What the task requires: Find the string "shrub" in the records. Copy each line that has it.

Items from a data source:
☆ ☆ ☆ ☆

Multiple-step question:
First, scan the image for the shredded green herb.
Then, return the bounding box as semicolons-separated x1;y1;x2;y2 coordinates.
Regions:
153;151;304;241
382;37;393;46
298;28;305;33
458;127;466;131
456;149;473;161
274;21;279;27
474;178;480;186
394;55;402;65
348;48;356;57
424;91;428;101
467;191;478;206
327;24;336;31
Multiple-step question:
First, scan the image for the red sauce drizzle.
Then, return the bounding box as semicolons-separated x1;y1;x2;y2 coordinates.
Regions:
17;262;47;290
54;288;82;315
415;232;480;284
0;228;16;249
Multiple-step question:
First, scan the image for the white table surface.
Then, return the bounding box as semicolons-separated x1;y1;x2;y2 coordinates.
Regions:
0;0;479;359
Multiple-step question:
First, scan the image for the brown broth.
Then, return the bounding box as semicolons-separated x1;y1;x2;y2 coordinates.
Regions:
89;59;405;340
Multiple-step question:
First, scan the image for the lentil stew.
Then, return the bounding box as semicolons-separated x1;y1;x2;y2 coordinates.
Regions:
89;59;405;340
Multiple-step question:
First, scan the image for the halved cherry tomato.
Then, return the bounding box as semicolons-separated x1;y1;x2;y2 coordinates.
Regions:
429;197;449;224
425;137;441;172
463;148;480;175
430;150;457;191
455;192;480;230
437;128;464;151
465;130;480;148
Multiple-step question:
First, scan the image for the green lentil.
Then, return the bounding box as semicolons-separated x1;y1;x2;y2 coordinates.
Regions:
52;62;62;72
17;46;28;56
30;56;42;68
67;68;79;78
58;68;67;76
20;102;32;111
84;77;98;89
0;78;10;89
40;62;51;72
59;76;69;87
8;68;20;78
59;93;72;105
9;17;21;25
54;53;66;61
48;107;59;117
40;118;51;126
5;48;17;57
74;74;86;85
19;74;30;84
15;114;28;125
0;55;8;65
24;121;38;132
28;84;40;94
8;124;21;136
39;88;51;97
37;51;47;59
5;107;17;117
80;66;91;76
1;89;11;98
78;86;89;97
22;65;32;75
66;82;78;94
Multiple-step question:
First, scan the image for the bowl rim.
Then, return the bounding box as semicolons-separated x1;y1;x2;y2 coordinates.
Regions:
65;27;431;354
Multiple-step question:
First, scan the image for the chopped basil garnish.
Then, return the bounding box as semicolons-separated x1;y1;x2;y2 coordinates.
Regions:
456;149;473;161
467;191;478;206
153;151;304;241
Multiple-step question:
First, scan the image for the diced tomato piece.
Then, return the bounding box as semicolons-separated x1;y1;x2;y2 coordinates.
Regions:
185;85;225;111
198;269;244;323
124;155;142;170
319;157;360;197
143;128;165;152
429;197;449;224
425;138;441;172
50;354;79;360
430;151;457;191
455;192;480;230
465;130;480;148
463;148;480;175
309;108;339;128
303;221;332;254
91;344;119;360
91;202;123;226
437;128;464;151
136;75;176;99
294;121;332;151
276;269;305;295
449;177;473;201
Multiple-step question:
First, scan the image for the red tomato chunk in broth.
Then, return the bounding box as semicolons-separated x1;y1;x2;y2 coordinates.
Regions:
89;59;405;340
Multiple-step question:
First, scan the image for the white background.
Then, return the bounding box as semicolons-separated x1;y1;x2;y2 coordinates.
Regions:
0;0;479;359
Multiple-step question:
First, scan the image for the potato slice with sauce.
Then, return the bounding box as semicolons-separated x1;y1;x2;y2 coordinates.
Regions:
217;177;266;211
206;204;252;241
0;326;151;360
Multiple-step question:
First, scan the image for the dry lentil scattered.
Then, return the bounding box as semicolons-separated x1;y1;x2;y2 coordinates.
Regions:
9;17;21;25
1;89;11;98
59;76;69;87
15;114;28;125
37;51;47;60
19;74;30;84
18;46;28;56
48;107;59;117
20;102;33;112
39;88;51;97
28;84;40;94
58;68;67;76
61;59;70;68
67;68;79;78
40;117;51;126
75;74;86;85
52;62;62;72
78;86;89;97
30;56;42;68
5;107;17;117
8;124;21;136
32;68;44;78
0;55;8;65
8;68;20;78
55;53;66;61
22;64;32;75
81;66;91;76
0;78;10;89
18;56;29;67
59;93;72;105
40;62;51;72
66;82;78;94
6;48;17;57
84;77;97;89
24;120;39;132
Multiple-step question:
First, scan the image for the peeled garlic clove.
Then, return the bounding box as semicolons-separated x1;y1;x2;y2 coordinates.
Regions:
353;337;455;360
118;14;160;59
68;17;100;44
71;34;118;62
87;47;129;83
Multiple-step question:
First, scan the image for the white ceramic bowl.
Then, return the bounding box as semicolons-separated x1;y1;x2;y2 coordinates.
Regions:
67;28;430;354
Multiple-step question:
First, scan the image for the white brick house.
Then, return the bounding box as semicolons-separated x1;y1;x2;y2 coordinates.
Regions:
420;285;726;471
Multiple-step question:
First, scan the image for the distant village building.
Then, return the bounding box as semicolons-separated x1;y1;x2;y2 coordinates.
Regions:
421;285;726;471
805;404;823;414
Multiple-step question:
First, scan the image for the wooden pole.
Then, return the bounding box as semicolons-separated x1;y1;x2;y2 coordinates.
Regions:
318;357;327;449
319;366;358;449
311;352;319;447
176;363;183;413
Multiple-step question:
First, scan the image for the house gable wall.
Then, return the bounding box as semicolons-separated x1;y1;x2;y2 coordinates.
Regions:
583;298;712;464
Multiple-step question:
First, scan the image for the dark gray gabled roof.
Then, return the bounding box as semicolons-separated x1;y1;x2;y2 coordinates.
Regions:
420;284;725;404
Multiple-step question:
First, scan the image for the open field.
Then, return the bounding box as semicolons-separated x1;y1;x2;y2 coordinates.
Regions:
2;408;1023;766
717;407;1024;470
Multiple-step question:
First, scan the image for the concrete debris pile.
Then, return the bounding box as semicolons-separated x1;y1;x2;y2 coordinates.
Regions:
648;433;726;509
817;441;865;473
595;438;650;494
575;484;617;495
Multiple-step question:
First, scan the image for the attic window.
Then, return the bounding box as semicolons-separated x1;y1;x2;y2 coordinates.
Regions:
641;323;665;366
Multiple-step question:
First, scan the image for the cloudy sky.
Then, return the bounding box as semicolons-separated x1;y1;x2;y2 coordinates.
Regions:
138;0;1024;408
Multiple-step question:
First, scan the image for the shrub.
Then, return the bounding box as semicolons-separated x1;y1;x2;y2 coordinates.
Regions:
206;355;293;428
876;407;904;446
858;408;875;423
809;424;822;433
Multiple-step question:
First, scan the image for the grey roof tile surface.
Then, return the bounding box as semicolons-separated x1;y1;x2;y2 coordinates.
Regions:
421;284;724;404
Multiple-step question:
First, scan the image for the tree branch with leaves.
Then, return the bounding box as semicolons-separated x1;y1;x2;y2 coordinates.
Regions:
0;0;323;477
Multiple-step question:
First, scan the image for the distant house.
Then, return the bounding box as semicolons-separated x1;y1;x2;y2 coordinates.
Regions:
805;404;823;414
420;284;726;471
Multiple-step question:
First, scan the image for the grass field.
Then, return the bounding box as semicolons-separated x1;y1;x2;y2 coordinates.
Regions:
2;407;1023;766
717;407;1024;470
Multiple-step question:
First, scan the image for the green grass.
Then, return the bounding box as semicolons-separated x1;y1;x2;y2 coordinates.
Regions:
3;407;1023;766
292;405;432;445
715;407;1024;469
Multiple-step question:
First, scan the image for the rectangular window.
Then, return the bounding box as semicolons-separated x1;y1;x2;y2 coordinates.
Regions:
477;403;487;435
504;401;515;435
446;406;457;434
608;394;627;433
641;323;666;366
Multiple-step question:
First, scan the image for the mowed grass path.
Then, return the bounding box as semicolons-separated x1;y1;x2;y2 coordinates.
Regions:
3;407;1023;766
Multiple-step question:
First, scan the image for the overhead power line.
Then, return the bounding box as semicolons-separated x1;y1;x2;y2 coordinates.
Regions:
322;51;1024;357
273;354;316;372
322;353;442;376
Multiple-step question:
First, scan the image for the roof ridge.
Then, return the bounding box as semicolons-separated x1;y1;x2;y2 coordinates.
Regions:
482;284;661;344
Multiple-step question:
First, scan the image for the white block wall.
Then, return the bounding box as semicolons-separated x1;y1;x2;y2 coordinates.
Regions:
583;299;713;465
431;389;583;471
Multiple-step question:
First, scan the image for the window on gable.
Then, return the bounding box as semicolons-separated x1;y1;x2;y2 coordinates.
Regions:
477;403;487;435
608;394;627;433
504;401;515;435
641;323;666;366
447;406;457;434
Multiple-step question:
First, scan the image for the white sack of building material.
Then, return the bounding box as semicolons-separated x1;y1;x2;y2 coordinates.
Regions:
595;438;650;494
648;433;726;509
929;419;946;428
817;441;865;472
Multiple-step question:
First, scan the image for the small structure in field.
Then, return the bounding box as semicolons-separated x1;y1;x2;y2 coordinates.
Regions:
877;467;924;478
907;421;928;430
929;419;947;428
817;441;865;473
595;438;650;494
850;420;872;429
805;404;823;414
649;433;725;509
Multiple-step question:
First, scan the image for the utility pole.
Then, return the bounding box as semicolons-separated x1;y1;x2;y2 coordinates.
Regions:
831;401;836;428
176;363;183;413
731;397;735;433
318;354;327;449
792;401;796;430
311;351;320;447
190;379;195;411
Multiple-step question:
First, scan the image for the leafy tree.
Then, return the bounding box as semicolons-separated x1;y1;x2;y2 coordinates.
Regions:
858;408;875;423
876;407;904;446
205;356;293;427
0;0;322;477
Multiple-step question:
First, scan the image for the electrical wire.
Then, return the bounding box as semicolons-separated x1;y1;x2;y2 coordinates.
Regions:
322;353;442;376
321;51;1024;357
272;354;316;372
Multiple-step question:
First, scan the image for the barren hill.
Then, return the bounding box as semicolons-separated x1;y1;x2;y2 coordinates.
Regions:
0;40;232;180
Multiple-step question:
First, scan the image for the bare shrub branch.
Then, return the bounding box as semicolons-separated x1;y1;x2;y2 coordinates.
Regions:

☆ ☆ ☆ ☆

Written solution:
First, scan the image for the shrub.
First, scan the image for the bare shrub branch.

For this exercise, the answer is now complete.